[What the task asks]:
Output verbatim the line with "[ ] a keypoint on each instance of the giraffe spot" together with every line beneath it, ending at the last line of the entries.

─── Data provided

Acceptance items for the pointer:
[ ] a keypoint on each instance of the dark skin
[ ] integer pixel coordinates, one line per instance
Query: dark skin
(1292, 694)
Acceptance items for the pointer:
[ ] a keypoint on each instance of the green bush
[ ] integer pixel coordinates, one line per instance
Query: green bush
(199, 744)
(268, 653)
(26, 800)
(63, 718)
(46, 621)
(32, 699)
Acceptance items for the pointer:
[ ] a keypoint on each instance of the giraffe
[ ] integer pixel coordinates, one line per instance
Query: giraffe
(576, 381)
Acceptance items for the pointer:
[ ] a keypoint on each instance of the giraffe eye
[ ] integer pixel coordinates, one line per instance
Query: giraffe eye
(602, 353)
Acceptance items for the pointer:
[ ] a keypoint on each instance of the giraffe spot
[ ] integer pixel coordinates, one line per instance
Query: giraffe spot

──────

[Solution to this problem]:
[ ] a keypoint on each instance of the giraffe spot
[ ] integer pixel coordinates, one line per instance
Query: giraffe spot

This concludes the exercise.